(DOCUMENT SECTION)
Genesis 32: 22-32


Crossing the Jabbok

Struggle is the dominant theme of the Jacob saga. His new name (Israel) means ‘God struggles’.  Jabbok is very difficult to cross on foot and the name comes from a rare Hebrew verb meaning ‘to wrestle’. Describing it as a key moment for Jacob even more significant than Bethel, R N Whybray suggests a pagan background where spirits, powerful only at night, guard particular streams and attack travellers. It may be significant that the sun rose (v 31) only when the incident was over. 

What was the struggle about we can only surmise. One possibility is that if Bethel was his struggle to move from the familiar to the unfamiliar, like logging in to the new, Penuel is his struggle as he returns, with the prospect of logging back into the old, the difference being that whereas at Bethel he was running away, at Penuel he was coming to terms with change and the consequences of change. Such life-changing moments inevitably carry an element of pain.

Re-read Shakespeare’s ‘seven ages of man’ in As You Like It or recall your experience of the Rights of Passage. Bar mitzvah at twelve, believer’s baptism or confirmation, leaving school and starting work, marriage, partnership, separation, divorce, or bereavement. The possibilities are legion. Focus on the most memorable.

(REQUIRED ACTION 1) In the Genesis 32 reflection, what does Jacob's new name, Israel, mean?
(REQUIRED ACTION 2) Retype the Genesis 32 reflection from "Genesis 32: 22-32" to "incident was over.".
(REQUIRED ACTION 3) Continue the Genesis 32 reflection from its last sentence.
The lines that come next play no part in this.

(ENTRIES SUPPLIED)

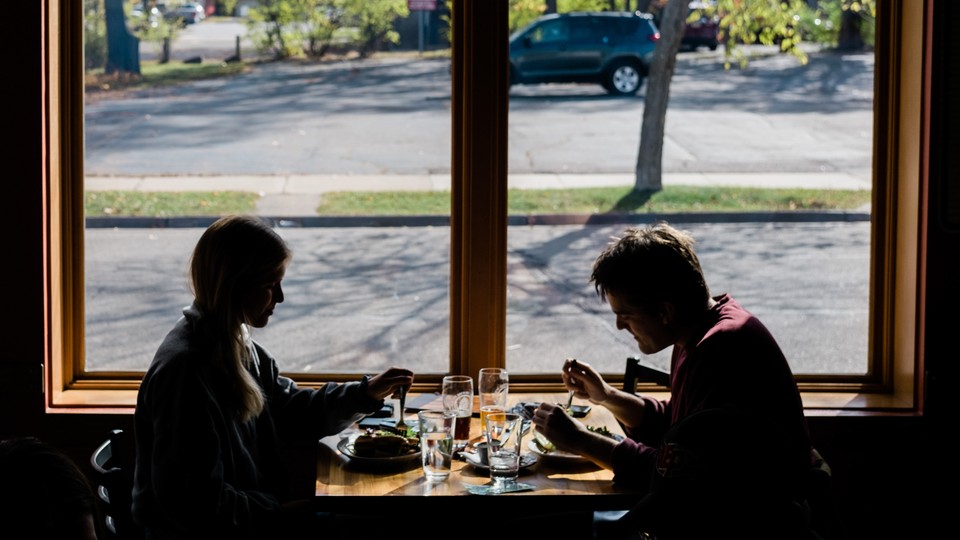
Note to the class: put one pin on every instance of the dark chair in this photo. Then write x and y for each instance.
(112, 465)
(824, 514)
(635, 372)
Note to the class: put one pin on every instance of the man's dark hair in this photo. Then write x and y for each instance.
(649, 265)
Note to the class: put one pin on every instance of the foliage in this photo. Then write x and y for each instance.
(764, 22)
(288, 28)
(270, 27)
(156, 30)
(94, 34)
(375, 22)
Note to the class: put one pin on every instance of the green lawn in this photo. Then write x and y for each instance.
(674, 199)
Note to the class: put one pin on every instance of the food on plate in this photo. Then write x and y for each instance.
(602, 430)
(382, 443)
(543, 444)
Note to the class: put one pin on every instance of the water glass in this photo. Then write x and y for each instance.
(457, 395)
(503, 449)
(436, 444)
(494, 384)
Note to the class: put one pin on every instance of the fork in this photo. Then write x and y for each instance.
(403, 399)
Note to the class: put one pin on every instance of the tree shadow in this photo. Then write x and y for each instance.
(633, 200)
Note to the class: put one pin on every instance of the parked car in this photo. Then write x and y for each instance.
(613, 49)
(704, 29)
(188, 13)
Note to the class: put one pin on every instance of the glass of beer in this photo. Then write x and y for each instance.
(493, 388)
(457, 395)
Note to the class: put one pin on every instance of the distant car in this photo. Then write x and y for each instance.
(188, 13)
(704, 31)
(142, 19)
(613, 49)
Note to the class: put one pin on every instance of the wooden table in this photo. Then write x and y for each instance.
(345, 486)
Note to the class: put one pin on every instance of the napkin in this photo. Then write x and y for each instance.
(487, 489)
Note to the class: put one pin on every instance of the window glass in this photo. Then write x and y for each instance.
(361, 293)
(776, 123)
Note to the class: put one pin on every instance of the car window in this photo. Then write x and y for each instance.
(587, 30)
(551, 31)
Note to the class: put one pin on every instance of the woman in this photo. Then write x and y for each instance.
(213, 411)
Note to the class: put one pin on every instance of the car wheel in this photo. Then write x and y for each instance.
(623, 79)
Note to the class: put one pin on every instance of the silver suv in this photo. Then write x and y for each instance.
(611, 48)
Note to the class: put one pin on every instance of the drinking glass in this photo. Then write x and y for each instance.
(503, 449)
(457, 393)
(493, 386)
(436, 444)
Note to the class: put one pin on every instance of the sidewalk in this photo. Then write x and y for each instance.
(292, 195)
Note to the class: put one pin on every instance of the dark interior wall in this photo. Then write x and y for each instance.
(884, 466)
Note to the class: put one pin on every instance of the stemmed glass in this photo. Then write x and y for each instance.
(457, 394)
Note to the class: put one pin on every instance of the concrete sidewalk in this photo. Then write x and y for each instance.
(289, 195)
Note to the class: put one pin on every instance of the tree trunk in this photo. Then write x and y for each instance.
(123, 48)
(650, 156)
(849, 38)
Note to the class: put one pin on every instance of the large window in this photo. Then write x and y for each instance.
(470, 258)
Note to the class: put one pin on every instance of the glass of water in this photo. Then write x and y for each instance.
(503, 449)
(436, 444)
(457, 394)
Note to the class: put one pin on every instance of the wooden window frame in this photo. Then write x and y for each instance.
(480, 103)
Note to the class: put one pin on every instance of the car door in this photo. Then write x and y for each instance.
(589, 45)
(542, 51)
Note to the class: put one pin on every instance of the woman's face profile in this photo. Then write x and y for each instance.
(260, 300)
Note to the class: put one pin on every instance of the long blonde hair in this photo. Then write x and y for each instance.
(234, 254)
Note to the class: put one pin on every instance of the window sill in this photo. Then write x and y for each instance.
(116, 401)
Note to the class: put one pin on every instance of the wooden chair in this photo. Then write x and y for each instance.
(112, 465)
(635, 372)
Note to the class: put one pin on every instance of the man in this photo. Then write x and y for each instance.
(723, 357)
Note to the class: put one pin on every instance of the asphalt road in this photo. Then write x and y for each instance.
(391, 116)
(362, 298)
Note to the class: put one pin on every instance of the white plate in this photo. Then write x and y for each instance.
(345, 446)
(558, 455)
(526, 460)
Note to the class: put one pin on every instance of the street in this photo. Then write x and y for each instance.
(391, 116)
(359, 299)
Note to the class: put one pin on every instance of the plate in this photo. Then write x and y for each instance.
(558, 455)
(526, 461)
(345, 446)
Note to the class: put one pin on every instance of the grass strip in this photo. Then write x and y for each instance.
(168, 204)
(673, 199)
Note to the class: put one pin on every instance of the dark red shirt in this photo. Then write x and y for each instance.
(735, 362)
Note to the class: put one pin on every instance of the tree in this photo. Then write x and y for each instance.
(650, 156)
(123, 48)
(742, 22)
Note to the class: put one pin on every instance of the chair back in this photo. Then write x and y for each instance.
(635, 372)
(113, 480)
(824, 514)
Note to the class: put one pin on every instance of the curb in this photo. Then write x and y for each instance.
(513, 221)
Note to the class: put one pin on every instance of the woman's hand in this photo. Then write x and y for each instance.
(389, 382)
(585, 382)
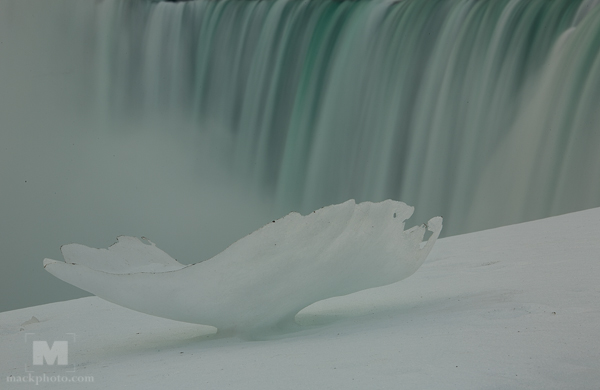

(WRITTEN ANSWER 1) 'God struggles'

(WRITTEN ANSWER 2)
Genesis 32: 22-32


Crossing the Jabbok

Struggle is the dominant theme of the Jacob saga. His new name (Israel) means ‘God struggles’.  Jabbok is very difficult to cross on foot and the name comes from a rare Hebrew verb meaning ‘to wrestle’. Describing it as a key moment for Jacob even more significant than Bethel, R N Whybray suggests a pagan background where spirits, powerful only at night, guard particular streams and attack travellers. It may be significant that the sun rose (v 31) only when the incident was over.

(WRITTEN ANSWER 3)
Recall the struggle. What was it all about? Guilt and conscience? Fear of losing the past or not losing the past? Anxiety about an unknown future? Identify what it was that enabled you to know that you had achieved closure and enabled the sun to rise. Define ‘your new name’. Think what it means. And don’t overlook the limp — what was it you experienced as a constant reminder you would never be the same again?

After a bad night Jacob emerged with a new spring in his step, though not the spring he had before and not without the limp, a reminder of his victory and the price he had to pay to achieve it. What such a moment does (to us or to Jacob) may never be all that clear but a little reflection may at least help us to appreciate how different we might have been without it.